Set problem:
Copy every one of the rows below word for word, changing nothing.
════════════════
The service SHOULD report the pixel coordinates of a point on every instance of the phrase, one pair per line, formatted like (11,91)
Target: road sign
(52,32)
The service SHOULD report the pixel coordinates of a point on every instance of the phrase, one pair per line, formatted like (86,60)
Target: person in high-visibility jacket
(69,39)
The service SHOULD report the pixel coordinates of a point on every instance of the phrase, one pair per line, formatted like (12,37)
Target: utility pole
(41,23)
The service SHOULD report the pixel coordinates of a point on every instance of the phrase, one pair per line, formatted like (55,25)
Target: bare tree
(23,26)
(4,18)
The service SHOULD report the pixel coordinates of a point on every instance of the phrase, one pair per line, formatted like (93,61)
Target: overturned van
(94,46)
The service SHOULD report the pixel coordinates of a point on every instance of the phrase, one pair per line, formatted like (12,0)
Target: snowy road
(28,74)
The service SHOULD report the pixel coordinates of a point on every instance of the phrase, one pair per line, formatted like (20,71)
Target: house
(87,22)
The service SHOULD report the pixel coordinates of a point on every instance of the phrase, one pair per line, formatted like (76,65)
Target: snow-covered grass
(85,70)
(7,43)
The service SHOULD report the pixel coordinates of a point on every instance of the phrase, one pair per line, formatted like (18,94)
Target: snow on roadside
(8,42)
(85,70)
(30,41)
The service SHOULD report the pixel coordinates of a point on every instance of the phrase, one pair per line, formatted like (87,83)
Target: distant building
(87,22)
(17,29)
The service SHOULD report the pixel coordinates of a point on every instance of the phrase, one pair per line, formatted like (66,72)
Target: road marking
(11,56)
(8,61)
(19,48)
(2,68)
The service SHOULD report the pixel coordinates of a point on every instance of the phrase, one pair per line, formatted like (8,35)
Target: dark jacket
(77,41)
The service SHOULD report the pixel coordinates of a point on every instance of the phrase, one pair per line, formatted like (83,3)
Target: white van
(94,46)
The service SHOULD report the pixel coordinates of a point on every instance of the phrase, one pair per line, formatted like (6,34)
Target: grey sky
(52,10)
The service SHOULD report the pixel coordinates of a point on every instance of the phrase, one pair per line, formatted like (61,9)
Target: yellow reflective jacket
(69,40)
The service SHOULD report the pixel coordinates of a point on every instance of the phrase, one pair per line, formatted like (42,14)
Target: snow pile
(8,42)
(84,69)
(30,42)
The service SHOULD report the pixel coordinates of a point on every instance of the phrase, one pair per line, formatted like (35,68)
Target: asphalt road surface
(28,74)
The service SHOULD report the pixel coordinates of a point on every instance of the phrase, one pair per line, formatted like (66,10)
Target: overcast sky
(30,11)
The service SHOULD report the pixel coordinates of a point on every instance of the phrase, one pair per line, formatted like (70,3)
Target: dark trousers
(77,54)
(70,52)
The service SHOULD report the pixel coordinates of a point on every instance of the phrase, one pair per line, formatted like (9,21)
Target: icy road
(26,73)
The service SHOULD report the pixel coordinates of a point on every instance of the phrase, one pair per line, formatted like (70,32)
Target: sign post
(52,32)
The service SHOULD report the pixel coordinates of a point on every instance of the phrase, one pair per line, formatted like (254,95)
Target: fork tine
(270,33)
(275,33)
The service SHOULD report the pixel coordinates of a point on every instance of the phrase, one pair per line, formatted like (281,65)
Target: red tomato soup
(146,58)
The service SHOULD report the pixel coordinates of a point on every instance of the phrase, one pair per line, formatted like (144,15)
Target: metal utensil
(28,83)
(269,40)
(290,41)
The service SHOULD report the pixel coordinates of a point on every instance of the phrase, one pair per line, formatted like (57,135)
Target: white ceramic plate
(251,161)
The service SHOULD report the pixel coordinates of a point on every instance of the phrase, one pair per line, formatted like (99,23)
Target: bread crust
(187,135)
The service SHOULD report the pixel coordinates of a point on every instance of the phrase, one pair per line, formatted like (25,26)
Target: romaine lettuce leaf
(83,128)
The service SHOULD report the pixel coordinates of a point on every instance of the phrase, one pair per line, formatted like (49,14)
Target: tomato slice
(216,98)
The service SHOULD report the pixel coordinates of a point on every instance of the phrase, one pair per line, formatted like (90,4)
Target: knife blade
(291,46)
════════════════
Solution to the exercise:
The service SHOULD report the pixel coordinates of a point on every instance of the phrase, one pair per line, formatted like (11,91)
Target: road sign
(52,32)
The service SHOULD report the pixel coordinates of a point on every instance of the phrase, one pair per line, formatted like (86,60)
Target: person in high-visibility jacket
(69,39)
The service SHOULD report the pixel coordinates of a point on every instance of the phrase, one pair per line, formatted like (12,37)
Target: utility pole
(41,23)
The service SHOULD report the pixel coordinates of a point on every instance of the phrase, one pair per line, formatted like (55,25)
Target: bare tree
(23,26)
(4,18)
The service SHOULD report the pixel coordinates of a point on every instance of the phrase, one pair per line, formatted like (93,61)
Target: overturned van
(94,46)
The service SHOULD report the pixel coordinates of a point on every instance of the phrase, one pair per line, formatted like (12,0)
Target: snowy road
(28,74)
The service SHOULD report the pixel coordinates of a point on every instance of the phrase, one pair per line, formatted like (20,71)
Target: house
(87,22)
The service SHOULD report the pixel coordinates of a point on every instance of the phrase, one pair per line, formatted like (76,65)
Target: snow-covered grass
(85,70)
(7,43)
The service SHOULD report the pixel coordinates of a point on every instance of the phrase, one pair per line, formatted like (18,94)
Target: snow on roadside
(8,42)
(85,70)
(30,41)
The service SHOULD report the pixel coordinates of a point on every instance of the phrase, one pair per line, formatted like (87,83)
Target: distant building
(87,22)
(17,29)
The service SHOULD report the pixel coordinates of a point on every instance of the phrase, one pair per line, formatted like (66,72)
Target: road marking
(11,56)
(8,61)
(19,48)
(2,68)
The service SHOULD report the pixel coordinates of a point on every instance of the phrase, one pair per line, formatted like (8,35)
Target: dark jacket
(77,41)
The service SHOULD report the pixel coordinates of a point on every instance of the phrase, one pair per line, formatted like (83,3)
Target: white van
(94,46)
The service SHOULD report the pixel coordinates of a point on every instance of the phrase, one pair per line, formatted like (6,34)
Target: grey sky
(52,10)
The service SHOULD report the pixel coordinates of a point on every instance of the phrase, one pair per line, formatted like (61,9)
Target: yellow reflective jacket
(69,40)
The service SHOULD report the pixel coordinates of a point on every instance of the phrase, one pair per line, formatted like (42,14)
Target: snow pile
(8,42)
(84,69)
(30,42)
The service SHOULD report the pixel coordinates of a point on every instance of the phrase, one pair per line, formatted like (35,68)
Target: asphalt road surface
(28,74)
The service SHOULD report the pixel coordinates of a point on every instance of the phrase, one pair per line, formatted like (66,10)
Target: overcast sky
(30,11)
The service SHOULD report the pixel coordinates of a point on every instance of the phrase, one pair per line, formatted like (70,3)
Target: dark trousers
(77,54)
(70,52)
The service SHOULD report the pixel coordinates of a point on every instance of the phrase, one pair per line, formatted like (9,21)
Target: icy road
(26,73)
The service SHOULD report the pixel coordinates of a point on every instance of the phrase, one pair per line, formatted like (70,32)
Target: sign post
(52,32)
The service SHOULD report the pixel coordinates of a point on every instance of the phrase, one pair per line, formatted like (254,95)
Target: fork tine
(270,33)
(275,33)
The service SHOULD report the pixel coordinates of a point on every instance of the phrase, one pair per line, formatted like (281,65)
Target: red tomato soup
(146,58)
The service SHOULD report the pixel coordinates of a point on every instance of the phrase, one pair per line, formatted like (144,15)
Target: metal utensil
(28,83)
(269,40)
(290,41)
The service SHOULD report the pixel coordinates of a point on every instance of the phrase, one pair per line, formatted like (57,135)
Target: white ceramic plate
(251,161)
The service SHOULD report the pixel coordinates of a point on every instance of the phrase, one pair per line, formatted like (99,23)
Target: bread crust
(187,135)
The service SHOULD report the pixel coordinates of a point on every instance of the phrase, one pair per line, formatted like (25,26)
Target: romaine lettuce leaf
(83,128)
The service SHOULD report the pixel coordinates of a point on every instance of the phrase, one pair per line, formatted like (49,14)
Target: tomato slice
(216,98)
The service SHOULD report the pixel coordinates of a point on every instance of the phrase, one pair per line, formatted like (90,4)
Target: knife blade
(291,46)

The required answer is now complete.